:: EXERCISE DATA
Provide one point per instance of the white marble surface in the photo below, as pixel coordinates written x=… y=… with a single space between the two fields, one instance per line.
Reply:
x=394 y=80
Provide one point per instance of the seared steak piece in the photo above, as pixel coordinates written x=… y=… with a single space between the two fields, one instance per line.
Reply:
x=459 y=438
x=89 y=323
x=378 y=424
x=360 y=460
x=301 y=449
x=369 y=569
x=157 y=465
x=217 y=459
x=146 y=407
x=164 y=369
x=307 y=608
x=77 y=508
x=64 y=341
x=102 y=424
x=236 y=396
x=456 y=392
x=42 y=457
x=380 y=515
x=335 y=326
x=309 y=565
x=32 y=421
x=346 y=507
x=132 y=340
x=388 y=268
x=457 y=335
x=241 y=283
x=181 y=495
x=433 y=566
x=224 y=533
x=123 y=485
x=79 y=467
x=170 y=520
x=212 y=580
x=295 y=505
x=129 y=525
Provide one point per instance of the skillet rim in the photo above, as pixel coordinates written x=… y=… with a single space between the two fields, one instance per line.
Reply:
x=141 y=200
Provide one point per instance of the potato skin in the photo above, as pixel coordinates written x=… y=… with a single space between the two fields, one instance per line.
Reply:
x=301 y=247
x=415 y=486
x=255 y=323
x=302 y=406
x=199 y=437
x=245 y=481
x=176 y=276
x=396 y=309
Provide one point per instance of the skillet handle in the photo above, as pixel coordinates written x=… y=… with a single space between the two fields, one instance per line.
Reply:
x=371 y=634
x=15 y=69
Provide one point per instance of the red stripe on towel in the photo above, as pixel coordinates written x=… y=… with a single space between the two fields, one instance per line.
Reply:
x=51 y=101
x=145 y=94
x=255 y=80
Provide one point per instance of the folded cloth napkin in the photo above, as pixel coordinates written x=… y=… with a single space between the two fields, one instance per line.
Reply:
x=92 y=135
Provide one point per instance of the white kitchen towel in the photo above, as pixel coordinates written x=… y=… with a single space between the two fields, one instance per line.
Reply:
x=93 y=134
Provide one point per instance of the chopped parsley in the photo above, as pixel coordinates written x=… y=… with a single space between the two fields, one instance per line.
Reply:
::::
[WHAT YOU WILL DO]
Using the records above, report each line with the string "skillet".

[COMPLETED TASK]
Provide one point per instance of the skillet rim in the photo above, as pixel coordinates written x=… y=… with a single space between the two fields, one instance per line.
Provide one point per instance of the skillet handle in the photo above, as pixel coordinates written x=… y=… with a single space between the two fields, one instance per line.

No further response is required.